══ ENTRIES
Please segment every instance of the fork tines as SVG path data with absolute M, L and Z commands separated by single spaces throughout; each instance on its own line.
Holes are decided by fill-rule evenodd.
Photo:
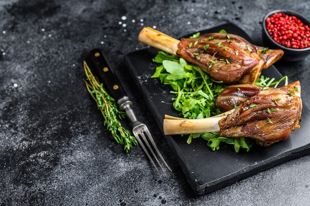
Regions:
M 159 151 L 158 148 L 157 148 L 157 146 L 156 146 L 156 144 L 155 144 L 155 142 L 154 142 L 154 140 L 153 139 L 153 138 L 152 135 L 151 134 L 151 133 L 149 131 L 149 129 L 148 129 L 146 125 L 141 122 L 139 122 L 139 123 L 140 124 L 138 124 L 137 126 L 134 127 L 133 129 L 133 133 L 134 134 L 134 135 L 137 139 L 137 140 L 139 142 L 139 144 L 140 145 L 140 146 L 141 146 L 141 147 L 142 148 L 142 149 L 145 152 L 146 154 L 147 154 L 147 155 L 148 156 L 148 157 L 151 160 L 151 162 L 152 162 L 152 164 L 155 167 L 156 171 L 157 171 L 157 172 L 158 173 L 159 173 L 159 172 L 158 169 L 157 168 L 157 167 L 156 166 L 156 165 L 155 164 L 154 161 L 153 161 L 153 158 L 152 158 L 151 155 L 150 154 L 149 151 L 150 151 L 151 153 L 152 153 L 152 154 L 153 154 L 153 157 L 156 160 L 156 161 L 157 162 L 158 165 L 159 166 L 159 167 L 160 167 L 160 168 L 163 171 L 163 172 L 165 173 L 165 171 L 163 168 L 161 166 L 161 164 L 160 164 L 160 163 L 159 162 L 159 161 L 158 160 L 158 159 L 157 158 L 157 156 L 156 154 L 155 154 L 155 153 L 154 152 L 153 149 L 152 149 L 152 147 L 150 145 L 149 142 L 150 142 L 152 143 L 152 145 L 153 145 L 155 152 L 156 152 L 157 154 L 159 156 L 159 157 L 160 158 L 160 159 L 161 159 L 161 160 L 162 161 L 164 165 L 167 167 L 167 168 L 170 171 L 172 171 L 170 168 L 169 167 L 169 166 L 168 166 L 168 164 L 166 162 L 166 161 L 165 161 L 164 159 L 162 157 L 162 155 L 160 154 L 160 152 Z M 144 143 L 143 143 L 143 142 L 141 141 L 140 137 L 143 140 Z M 147 138 L 147 137 L 148 138 Z M 149 140 L 148 140 L 148 139 L 149 139 Z M 145 144 L 147 146 L 147 149 L 145 147 Z

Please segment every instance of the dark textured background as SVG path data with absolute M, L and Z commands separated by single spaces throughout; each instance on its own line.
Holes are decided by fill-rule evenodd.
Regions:
M 310 18 L 309 1 L 217 1 L 1 0 L 0 204 L 310 205 L 309 155 L 194 195 L 128 74 L 124 55 L 146 47 L 137 41 L 144 26 L 178 37 L 231 22 L 262 45 L 267 12 L 291 9 Z M 126 154 L 105 129 L 82 81 L 82 61 L 94 48 L 117 69 L 172 172 L 158 176 L 139 147 Z M 309 58 L 275 65 L 290 82 L 301 81 L 308 107 Z

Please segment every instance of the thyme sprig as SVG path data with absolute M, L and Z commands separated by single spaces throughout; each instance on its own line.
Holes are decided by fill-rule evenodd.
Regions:
M 112 98 L 94 76 L 84 61 L 84 71 L 87 77 L 85 82 L 87 90 L 96 101 L 98 109 L 104 118 L 103 124 L 114 137 L 116 142 L 124 146 L 124 150 L 128 152 L 133 146 L 138 145 L 136 138 L 131 132 L 123 127 L 119 119 L 126 117 L 126 113 L 118 109 L 115 100 Z

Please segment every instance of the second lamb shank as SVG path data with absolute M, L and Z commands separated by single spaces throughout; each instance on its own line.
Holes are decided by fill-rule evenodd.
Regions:
M 181 41 L 150 27 L 139 40 L 182 57 L 199 66 L 213 79 L 224 83 L 254 84 L 266 68 L 283 56 L 281 50 L 268 50 L 234 34 L 205 34 Z

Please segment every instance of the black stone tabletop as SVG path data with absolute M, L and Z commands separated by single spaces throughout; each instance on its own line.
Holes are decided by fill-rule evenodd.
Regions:
M 262 45 L 263 16 L 278 9 L 310 18 L 310 1 L 302 0 L 1 0 L 0 205 L 310 205 L 309 155 L 195 195 L 124 62 L 148 48 L 138 41 L 146 26 L 178 38 L 233 23 Z M 94 48 L 115 69 L 172 171 L 157 174 L 139 146 L 125 152 L 103 125 L 83 81 Z M 310 56 L 274 65 L 300 81 L 310 107 Z

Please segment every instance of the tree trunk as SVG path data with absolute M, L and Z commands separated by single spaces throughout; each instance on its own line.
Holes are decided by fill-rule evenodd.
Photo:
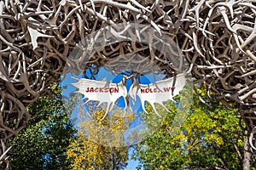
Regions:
════
SET EXERCISE: Print each of the records above exactly as written, leaving no picture in the copy.

FINAL RESULT:
Please segment every instance of the fork tines as SVG path data with absolute M, L and Z commands separated by single spaces throughout; each instance on its own line.
Holes are decided by fill-rule evenodd.
Photo:
Regions:
M 159 151 L 158 148 L 157 148 L 157 146 L 156 146 L 156 144 L 155 144 L 155 142 L 154 142 L 154 140 L 153 139 L 153 138 L 152 135 L 151 134 L 151 133 L 149 131 L 149 129 L 148 129 L 146 125 L 141 122 L 139 122 L 139 123 L 140 124 L 138 124 L 137 126 L 134 127 L 133 129 L 133 133 L 134 134 L 134 135 L 137 139 L 137 140 L 139 142 L 139 144 L 140 145 L 140 146 L 141 146 L 141 147 L 142 148 L 142 149 L 145 152 L 146 154 L 147 154 L 147 155 L 148 156 L 148 157 L 151 160 L 151 162 L 152 162 L 152 164 L 155 167 L 156 171 L 157 171 L 157 172 L 158 173 L 159 173 L 159 172 L 158 169 L 157 168 L 157 167 L 156 166 L 156 165 L 155 164 L 154 161 L 153 161 L 153 158 L 152 158 L 151 155 L 150 154 L 149 151 L 150 151 L 151 153 L 152 153 L 152 154 L 153 154 L 153 157 L 156 160 L 156 161 L 157 162 L 158 165 L 159 166 L 159 167 L 160 167 L 160 168 L 163 171 L 163 172 L 165 173 L 165 171 L 163 168 L 161 166 L 161 164 L 160 164 L 160 163 L 159 162 L 159 161 L 158 160 L 158 159 L 157 158 L 157 156 L 156 154 L 155 154 L 155 153 L 154 152 L 153 149 L 152 149 L 152 147 L 150 145 L 149 142 L 150 142 L 152 143 L 152 145 L 153 145 L 155 152 L 156 152 L 157 154 L 159 156 L 159 157 L 160 158 L 160 159 L 161 159 L 161 160 L 162 161 L 164 165 L 167 167 L 167 168 L 170 171 L 172 171 L 170 168 L 169 167 L 169 166 L 168 166 L 168 164 L 166 162 L 166 161 L 165 161 L 164 159 L 162 157 L 162 155 L 160 154 L 160 152 Z M 144 143 L 143 143 L 143 142 L 141 141 L 140 137 L 143 140 Z M 147 138 L 147 137 L 148 138 Z M 149 140 L 148 140 L 148 139 L 149 139 Z M 145 144 L 147 146 L 147 149 L 145 147 Z

Please segment every instance of the dark textured background as SVG path data with absolute M, L and Z commands separated by single spaces throughout; each instance on its own line.
Holes are decided by fill-rule evenodd.
Regions:
M 310 18 L 309 1 L 217 1 L 1 0 L 0 204 L 310 205 L 309 155 L 194 195 L 128 74 L 124 55 L 146 47 L 137 41 L 144 26 L 178 37 L 231 22 L 262 45 L 267 12 L 291 9 Z M 126 154 L 105 129 L 82 81 L 82 61 L 94 48 L 117 69 L 172 172 L 158 176 L 139 147 Z M 309 58 L 275 65 L 290 82 L 301 81 L 308 107 Z

Please segment every instance of the thyme sprig as SVG path data with absolute M, L and Z commands separated by single spaces throughout; each instance on its own line.
Holes are decided by fill-rule evenodd.
Regions:
M 112 98 L 94 76 L 84 61 L 84 71 L 87 77 L 85 82 L 87 90 L 96 101 L 98 109 L 104 118 L 103 124 L 114 137 L 116 142 L 124 146 L 124 150 L 128 152 L 133 146 L 138 145 L 136 138 L 131 132 L 123 127 L 119 119 L 126 117 L 126 113 L 118 109 L 115 100 Z

Please segment every instance of the second lamb shank as SVG path data with absolute M, L and Z commands separated by single spaces throughout; each instance on its own line.
Holes are decided by fill-rule evenodd.
Regions:
M 181 41 L 150 27 L 139 40 L 182 57 L 199 66 L 213 79 L 224 83 L 254 84 L 266 68 L 283 56 L 281 50 L 268 50 L 234 34 L 205 34 Z

Please segment every instance of the black stone tabletop as SVG path data with absolute M, L and Z commands separated by single spaces throughout; each instance on its own line.
Holes are decided by fill-rule evenodd.
Regions:
M 262 45 L 263 16 L 278 9 L 310 18 L 310 1 L 302 0 L 1 0 L 0 205 L 310 205 L 309 155 L 195 195 L 124 62 L 148 48 L 138 41 L 146 26 L 178 38 L 233 23 Z M 94 48 L 115 69 L 172 171 L 157 174 L 139 146 L 125 152 L 103 125 L 83 81 Z M 310 56 L 274 65 L 300 81 L 310 107 Z

Please segment every instance of the tree trunk as SVG path data with absolute M, L and Z commands separated by single spaces throughout; each instance on its own line.
Holes are decided by fill-rule evenodd.
Photo:
Regions:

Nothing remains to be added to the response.